● **Document segment**:

## START

So, why does quantum matter now, how does it differ from classical computing, which problem classes are ripest to deliver value, and how can organizations move to benefit from this technology in the near future?
Classical computers encode information in bits (0/1) and apply deterministic logic gates. Quantum computers encode information in the quantum states of quantum bits, also known as “qubits,” and evolve those states with gate operations in the form of unitary matrices. In simpler terms: they offer a new way to represent information and can perform a more complex suite of operations on that information.
These new methods are made possible by quantum phenomena like superposition and entanglement. Superposition lets us encode more information into qubits than we can encode into classical bits, while entanglement lets qubits communicate in ways that are innately inaccessible to classical computing. Together, they allow us to develop whole new classes of algorithms that cannot be usefully run with classical hardware alone, some of which might solve certain complex problems exponentially faster than existing techniques. Some of these algorithms have the potential for speedups that address real-world problems, or new insights that would not be achieved with classical methods alone.
The universe runs on quantum mechanics. So do quantum computers. So it makes sense that they would often be the best method for solving certain kinds of problems.
IBM believes that the future of computing is quantum centric supercomputing (QCSC). In QCSC, we think of CPUs, GPUs, and quantum processing units, or QPUs as different resources that work together to solve a problem. Quantum accelerates the hardest subroutines; Classical resources perform the tasks they’re already well-suited to run while aiding in orchestrating and optimizing at scale. GPUs can handle tensor calculations, or offload some of the computational tasks from the QPU and aid in correcting errors innate to quantum computation.

## END

● **Data listing**:

## START

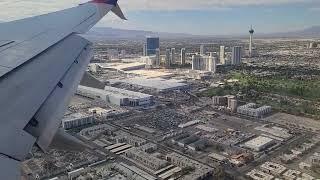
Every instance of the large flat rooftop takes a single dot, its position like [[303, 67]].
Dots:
[[158, 84]]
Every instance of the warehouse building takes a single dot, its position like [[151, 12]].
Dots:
[[76, 120], [146, 159], [259, 143], [201, 171], [251, 110], [116, 96]]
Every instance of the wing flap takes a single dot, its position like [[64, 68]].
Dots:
[[10, 169], [32, 36], [51, 112]]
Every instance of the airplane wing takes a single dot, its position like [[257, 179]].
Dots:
[[42, 60]]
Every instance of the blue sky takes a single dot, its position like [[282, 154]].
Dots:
[[210, 17]]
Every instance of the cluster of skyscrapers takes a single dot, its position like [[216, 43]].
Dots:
[[201, 61]]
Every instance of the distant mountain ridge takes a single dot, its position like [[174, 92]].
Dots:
[[100, 33], [107, 33]]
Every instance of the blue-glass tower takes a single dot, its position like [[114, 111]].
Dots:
[[153, 43]]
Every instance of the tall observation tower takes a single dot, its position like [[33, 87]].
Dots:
[[251, 31]]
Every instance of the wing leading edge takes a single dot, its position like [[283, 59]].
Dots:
[[41, 66]]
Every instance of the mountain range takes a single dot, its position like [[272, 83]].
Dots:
[[104, 33]]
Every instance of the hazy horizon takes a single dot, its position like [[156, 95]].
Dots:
[[212, 16]]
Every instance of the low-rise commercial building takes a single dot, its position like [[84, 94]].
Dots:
[[146, 159], [259, 175], [251, 110], [291, 174], [273, 168], [117, 96], [220, 100], [95, 131], [76, 120], [201, 171]]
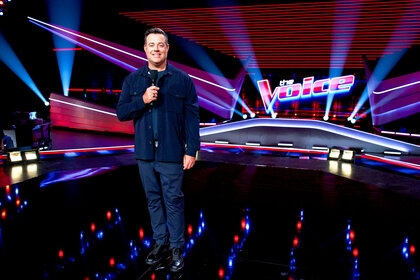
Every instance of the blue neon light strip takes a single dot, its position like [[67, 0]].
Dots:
[[312, 124]]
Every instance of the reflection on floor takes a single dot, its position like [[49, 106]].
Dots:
[[243, 222]]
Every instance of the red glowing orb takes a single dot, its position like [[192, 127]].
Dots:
[[236, 238], [355, 252], [295, 241], [221, 273], [243, 224], [412, 249], [351, 234], [111, 262]]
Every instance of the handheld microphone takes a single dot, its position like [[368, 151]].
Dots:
[[153, 76]]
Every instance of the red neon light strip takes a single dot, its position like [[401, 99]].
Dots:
[[391, 12], [264, 148], [68, 49], [197, 21], [263, 8], [390, 161]]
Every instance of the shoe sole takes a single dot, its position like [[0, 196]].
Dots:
[[177, 269]]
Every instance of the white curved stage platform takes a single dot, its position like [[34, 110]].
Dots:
[[303, 134]]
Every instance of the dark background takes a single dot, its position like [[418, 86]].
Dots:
[[34, 47]]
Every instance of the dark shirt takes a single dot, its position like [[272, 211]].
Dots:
[[177, 108]]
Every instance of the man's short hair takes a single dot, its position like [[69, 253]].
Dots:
[[155, 30]]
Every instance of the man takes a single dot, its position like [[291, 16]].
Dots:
[[164, 108], [6, 142]]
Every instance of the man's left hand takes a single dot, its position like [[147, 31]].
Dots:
[[189, 162]]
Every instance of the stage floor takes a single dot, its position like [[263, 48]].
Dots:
[[249, 216]]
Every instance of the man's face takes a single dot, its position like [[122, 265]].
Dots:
[[156, 50]]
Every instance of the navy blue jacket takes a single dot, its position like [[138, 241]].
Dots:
[[177, 111]]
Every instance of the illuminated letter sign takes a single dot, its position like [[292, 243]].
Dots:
[[307, 89]]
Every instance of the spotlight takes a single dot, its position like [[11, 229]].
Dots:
[[31, 155], [348, 155], [334, 154], [14, 157]]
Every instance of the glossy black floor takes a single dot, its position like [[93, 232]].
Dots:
[[243, 222]]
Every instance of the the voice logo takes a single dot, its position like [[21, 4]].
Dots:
[[307, 89]]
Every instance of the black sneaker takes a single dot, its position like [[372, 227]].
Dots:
[[177, 262], [157, 254]]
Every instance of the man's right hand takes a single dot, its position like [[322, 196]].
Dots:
[[150, 95]]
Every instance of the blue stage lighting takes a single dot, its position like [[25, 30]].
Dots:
[[8, 57], [340, 45], [65, 13], [385, 63]]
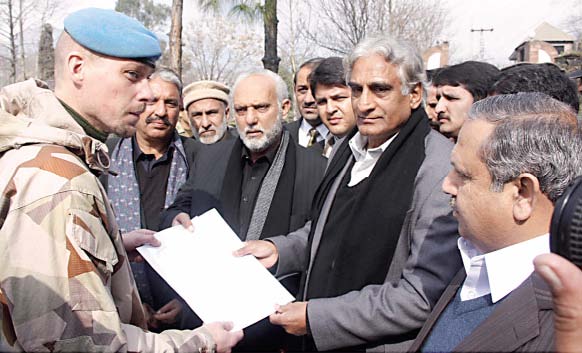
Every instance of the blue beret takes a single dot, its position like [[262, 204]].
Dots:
[[113, 34]]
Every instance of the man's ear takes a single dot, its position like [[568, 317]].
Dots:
[[415, 96], [285, 106], [76, 63], [526, 193]]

## END

● **Task list**:
1) In the quantum computing passage, what does IBM believe the future of computing is?
2) Reproduce the quantum computing passage from "IBM believes that" up to and including "to quantum computation.".
3) Write what comes next in the quantum computing passage, picking up after its last sentence.

● **Answer set**:
1) Quantum centric supercomputing (QCSC).

2)
IBM believes that the future of computing is quantum centric supercomputing (QCSC). In QCSC, we think of CPUs, GPUs, and quantum processing units, or QPUs as different resources that work together to solve a problem. Quantum accelerates the hardest subroutines; Classical resources perform the tasks they’re already well-suited to run while aiding in orchestrating and optimizing at scale. GPUs can handle tensor calculations, or offload some of the computational tasks from the QPU and aid in correcting errors innate to quantum computation.

3)
Quantum computing offers transformative potential. The field is advancing across hardware, software, and algorithms fast enough that leaders should begin engaging, and rigorously enough that they should learn to separate substance from hype.
Scott Crowder, Vice President, IBM Quantum Adoption and Business Development
In the last decade, the community has made impressive strides building fast, accurate, and modular systems capable of initializing, evolving, and measuring quantum states with high fidelity – hardware practical enough for real-world enterprise use.
The recent generation of IBM quantum computers achieve speed, connectivity between qubits, and low enough error rates that make quantum advantage feasible, which is why we expect the first credible claims of advantage in 2026.
Using advanced couplers capable of linking quantum chips, we plan to connect more than 1,000 physical qubits capable of running 15,000 gates (steps in a quantum execution) by the end of 2028. We expect to take that further with fault tolerant error correction codes, achieving 100 million gates on 200 logical qubits by the end of 2029. That scale will unlock new frontiers for quantum computation.
A fast, feature rich SDK is essential so software isn’t the bottleneck in hybrid workflows. Qiskit, the most popular open source quantum SDK, emphasizes both speed and quality of transpiled circuits. This is critical when classical and quantum resources work together. Combined with the IBM Quantum Platform, users have access to community-built functions that accelerate their workloads and integration with critical HPC tools like Prefect and Slurm.
Long term, we aim for large-scale, fault-tolerant quantum computing, where many physical qubits work together to detect and correct errors faster than they appear. IBM recently developed new approaches to quantum error correction that are much more practical than earlier proposed methods, and demonstrated the required decoder performance in real hardware. It’s thank to this progress that we are able to commit to building a large-scale fault tolerant quantum computer before the end of this decade.
We feel confident that the field will realize advantage before fault-tolerant quantum computers arrive. We use three main strategies to make this possible: reducing errors during operations, spotting and discarding faulty runs, and running operations on results to remove noise error mitigation.
These error-mitigation techniques, together with improvements to our hardware, software, and quantum-centric supercomputing workflows, make scientifically useful quantum calculations possible today – with verifiable advantage on the horizon.
The field is quickly approaching “quantum advantage”. Quantum advantage is “the execution of an information processing task on quantum hardware” where firstly output correctness can be rigorously validated, and secondly, there is a quantum separation that offers superior efficiency, cost effectiveness, or accuracy versus classical computation alone.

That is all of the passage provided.